### [GIVEN REQUEST]
Translate this sentence from the Airflow ETL passage into Spanish: "Building resilient ETL (Extract, Transform, Load) pipelines is the cornerstone of modern data engineering."

From Raw to Refined: Building ETL Pipelines with Airflow#

Building resilient ETL (Extract, Transform, Load) pipelines is the cornerstone of modern data engineering. As data volumes grow and use cases become more sophisticated, orchestrating daily, hourly, or even real-time data processes can get complex. Apache Airflow, a platform created by the community to programmatically author, schedule, and monitor workflows, has quickly become a go-to solution for managing complex data pipelines. In this blog post, we’ll walk you through the fundamentals of ETL pipelines, introduce Airflow’s features, and dive into a step-by-step approach to building everything from basic to advanced pipelines. Whether you are just starting out or looking to expand your professional-level expertise, this guide will help you build robust ETL workflows using Airflow.

Table of Contents#

What is ETL, and Why Does It Matter?

### [Position identification records]
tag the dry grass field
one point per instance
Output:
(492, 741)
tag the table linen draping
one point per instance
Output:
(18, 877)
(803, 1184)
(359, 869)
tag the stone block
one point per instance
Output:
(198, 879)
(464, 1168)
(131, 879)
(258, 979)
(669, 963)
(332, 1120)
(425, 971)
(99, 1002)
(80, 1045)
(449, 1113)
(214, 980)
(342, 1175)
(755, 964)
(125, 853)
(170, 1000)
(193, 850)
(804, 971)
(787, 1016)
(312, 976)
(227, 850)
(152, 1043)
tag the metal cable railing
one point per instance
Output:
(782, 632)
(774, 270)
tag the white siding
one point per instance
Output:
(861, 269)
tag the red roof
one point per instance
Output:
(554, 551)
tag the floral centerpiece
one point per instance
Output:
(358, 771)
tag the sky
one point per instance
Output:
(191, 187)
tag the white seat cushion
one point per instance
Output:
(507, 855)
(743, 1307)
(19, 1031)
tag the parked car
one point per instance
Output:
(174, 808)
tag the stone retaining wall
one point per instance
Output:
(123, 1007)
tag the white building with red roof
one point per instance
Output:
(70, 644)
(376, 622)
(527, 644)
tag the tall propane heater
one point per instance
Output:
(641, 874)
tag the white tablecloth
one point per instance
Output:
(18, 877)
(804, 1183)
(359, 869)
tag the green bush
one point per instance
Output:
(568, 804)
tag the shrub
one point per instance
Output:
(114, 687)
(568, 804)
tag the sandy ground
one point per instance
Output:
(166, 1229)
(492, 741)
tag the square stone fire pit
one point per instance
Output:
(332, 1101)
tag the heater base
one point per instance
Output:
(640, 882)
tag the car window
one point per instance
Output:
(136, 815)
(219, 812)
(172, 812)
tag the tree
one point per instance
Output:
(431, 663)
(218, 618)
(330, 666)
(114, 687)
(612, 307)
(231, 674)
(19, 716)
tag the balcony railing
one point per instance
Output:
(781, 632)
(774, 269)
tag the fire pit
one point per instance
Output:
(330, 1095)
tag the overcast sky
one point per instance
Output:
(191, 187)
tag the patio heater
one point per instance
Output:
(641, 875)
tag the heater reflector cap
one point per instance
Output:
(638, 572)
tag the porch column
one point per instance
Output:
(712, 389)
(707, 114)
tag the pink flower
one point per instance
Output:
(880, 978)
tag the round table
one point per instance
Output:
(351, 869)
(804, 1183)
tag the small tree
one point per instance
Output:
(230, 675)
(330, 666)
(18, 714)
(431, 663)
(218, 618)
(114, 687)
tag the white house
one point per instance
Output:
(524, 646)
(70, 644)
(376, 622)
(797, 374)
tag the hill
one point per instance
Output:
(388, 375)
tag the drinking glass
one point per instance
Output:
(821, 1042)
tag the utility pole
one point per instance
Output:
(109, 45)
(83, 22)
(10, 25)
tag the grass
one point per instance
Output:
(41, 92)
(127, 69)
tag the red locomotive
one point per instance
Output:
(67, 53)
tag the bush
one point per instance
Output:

### [EXERCISE ANSWER]
Construir canalizaciones ETL (extracción, transformación y carga) resilientes es la piedra angular de la ingeniería de datos moderna.